A
questão da segurança ou da insegurança das estradas municipais é ou deveria ser
um tema recorrente no debate municipal, visto que “as autarquias locais são pessoas coletivas territoriais dotadas de
órgãos representativos, que visam a prossecução de interesses próprios das
populações respetivas” (vd art.º 235.º/2 da CRP) e, necessariamente, os
interesses populacionais passam pela circulação em condições de segurança. Não
obstante, as grandes questões estão em estado “limbar” até que surjam catástrofes ou, como sói dizer-se, tragédias
de que, feitas as contas no quadro da discussão “tu sabias, eu não sabia de nada…”, ninguém é responsável.
A propósito
do caso da derrocada duma estrada estrangulada por pedreiras no concelho de
Borba, está a suceder exatamente o acima referido: dum lado, apresentam-se
estudos que, há 4 anos, assinalavam perigo iminente, sendo tal problema do
conhecimento dos empresários que protagonizavam a extração de mármores nas
pedreiras, da então Direção Regional da Economia do Alentejo, da Câmara Municipal
e, obviamente, da Administração Central; do outro, surgem técnicos a reafirmar
a iminência de perigo e a justificar de forma técnica os riscos e apontando o
dedo às entidades licenciadoras das pedreiras, à fiscalização e ao abuso dos
extratores; e, ainda, de outro, membros do Governo a negar conhecimento e
responsabilidade na matéria por se tratar duma estrada que hoje – aliás desde
2005 – é municipal. Perante isto, o autarca-mor do sítio, depois de dizer que
não tinha conhecimento do dito perigo iminente, veio referir que tinha, mas que
não o valorizou e, mais tarde ainda, veio declarar que não diz mais nada nem se
demite até os inquéritos em curso chegarem ao fim. Está de consciência tranquila
e os transportes escolares (da
responsabilidade direta da Câmara Municipal desde 1984), os autocarros das redes Expresso e tanta gente sem nome
conhecido na praça ou até o ora Presidente da República, quando era presidente
da Fundação da Casa de Bragança, ali passavam para esbater distâncias.

Dados do exercício:
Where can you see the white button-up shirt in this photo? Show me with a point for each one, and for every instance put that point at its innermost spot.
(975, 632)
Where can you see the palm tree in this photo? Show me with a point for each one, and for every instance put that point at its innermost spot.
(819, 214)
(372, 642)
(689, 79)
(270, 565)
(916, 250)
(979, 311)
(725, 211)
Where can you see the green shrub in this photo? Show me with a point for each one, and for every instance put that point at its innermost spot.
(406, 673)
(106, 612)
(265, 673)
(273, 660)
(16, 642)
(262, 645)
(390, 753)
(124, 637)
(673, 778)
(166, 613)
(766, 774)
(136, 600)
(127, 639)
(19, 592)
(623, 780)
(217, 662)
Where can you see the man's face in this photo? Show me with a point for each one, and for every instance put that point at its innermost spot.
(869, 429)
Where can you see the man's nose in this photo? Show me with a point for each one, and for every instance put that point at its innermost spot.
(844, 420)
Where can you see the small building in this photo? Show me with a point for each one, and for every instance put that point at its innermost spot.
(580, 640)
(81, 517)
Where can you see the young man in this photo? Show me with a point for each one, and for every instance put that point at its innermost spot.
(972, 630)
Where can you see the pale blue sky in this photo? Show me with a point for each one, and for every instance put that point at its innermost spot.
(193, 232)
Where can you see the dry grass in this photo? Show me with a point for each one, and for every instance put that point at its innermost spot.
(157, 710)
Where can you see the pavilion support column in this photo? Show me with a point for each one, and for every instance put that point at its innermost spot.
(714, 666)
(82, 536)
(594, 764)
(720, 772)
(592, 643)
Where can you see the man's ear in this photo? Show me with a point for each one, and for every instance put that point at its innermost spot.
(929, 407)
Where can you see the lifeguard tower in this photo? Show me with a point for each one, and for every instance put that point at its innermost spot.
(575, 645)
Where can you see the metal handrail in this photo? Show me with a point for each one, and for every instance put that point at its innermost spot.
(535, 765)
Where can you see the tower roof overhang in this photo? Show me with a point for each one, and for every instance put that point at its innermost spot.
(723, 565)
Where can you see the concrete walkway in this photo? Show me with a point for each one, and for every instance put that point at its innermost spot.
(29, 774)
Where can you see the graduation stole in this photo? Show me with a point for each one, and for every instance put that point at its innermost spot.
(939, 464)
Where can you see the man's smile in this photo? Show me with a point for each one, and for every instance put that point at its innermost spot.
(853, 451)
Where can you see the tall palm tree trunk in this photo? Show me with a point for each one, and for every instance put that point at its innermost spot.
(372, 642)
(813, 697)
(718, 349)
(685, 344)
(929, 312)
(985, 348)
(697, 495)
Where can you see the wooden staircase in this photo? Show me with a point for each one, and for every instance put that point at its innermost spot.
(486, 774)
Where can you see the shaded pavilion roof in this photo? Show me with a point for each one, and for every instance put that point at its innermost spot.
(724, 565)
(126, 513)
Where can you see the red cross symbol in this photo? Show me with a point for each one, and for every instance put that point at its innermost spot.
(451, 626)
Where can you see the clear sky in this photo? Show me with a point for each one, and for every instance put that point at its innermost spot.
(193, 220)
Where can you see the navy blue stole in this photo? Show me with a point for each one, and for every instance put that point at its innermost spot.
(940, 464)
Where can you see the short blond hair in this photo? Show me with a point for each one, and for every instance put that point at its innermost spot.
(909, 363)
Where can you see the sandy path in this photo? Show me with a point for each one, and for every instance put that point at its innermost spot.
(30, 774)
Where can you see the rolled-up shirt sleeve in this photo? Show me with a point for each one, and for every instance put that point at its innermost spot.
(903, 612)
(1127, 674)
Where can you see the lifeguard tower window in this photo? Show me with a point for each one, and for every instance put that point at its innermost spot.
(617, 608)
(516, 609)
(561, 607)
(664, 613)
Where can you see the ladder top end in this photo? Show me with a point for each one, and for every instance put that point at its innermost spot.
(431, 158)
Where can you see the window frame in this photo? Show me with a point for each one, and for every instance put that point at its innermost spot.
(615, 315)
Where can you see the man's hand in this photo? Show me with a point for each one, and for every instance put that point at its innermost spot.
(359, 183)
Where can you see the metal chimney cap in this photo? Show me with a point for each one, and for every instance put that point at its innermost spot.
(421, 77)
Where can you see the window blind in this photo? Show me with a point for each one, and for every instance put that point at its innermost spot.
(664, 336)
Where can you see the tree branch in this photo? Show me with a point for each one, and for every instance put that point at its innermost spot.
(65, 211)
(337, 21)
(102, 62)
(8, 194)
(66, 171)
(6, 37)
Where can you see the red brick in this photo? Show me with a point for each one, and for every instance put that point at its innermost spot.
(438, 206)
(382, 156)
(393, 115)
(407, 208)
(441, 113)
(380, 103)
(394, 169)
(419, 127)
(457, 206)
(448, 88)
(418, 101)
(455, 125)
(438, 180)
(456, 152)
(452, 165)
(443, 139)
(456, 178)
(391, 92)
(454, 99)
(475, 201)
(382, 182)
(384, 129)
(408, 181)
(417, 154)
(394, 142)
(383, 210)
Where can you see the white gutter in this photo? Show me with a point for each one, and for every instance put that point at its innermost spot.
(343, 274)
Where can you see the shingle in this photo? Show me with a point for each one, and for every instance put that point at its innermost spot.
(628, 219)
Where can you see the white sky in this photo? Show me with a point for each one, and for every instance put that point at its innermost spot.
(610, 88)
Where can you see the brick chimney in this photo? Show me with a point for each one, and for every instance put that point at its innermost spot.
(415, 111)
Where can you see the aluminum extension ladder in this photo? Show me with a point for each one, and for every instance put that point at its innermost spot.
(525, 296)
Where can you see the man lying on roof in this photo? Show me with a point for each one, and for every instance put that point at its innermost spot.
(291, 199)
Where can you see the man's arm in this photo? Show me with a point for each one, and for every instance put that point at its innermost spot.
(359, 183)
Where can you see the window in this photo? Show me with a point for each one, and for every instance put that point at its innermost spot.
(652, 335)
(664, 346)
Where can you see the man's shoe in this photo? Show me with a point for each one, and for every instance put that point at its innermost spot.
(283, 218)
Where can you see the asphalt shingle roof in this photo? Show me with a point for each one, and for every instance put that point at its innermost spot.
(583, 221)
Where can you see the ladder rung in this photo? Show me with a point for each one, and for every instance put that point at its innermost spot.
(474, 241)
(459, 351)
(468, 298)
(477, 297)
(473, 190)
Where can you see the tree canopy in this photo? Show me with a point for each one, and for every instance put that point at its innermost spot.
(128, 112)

Conjunto de tarefas:
1. De acordo com o texto de leitura, desde que ano são os transportes escolares da responsabilidade direta da Câmara Municipal?
2. Reúna todas as linhas das entradas que contêm a palavra "stole".
O texto de leitura e as entradas não têm qualquer relação entre si.

Soluções completas:
1. Desde 1984.

2.
Where can you see the graduation stole in this photo? Show me with a point for each one, and for every instance put that point at its innermost spot.
Where can you see the navy blue stole in this photo? Show me with a point for each one, and for every instance put that point at its innermost spot.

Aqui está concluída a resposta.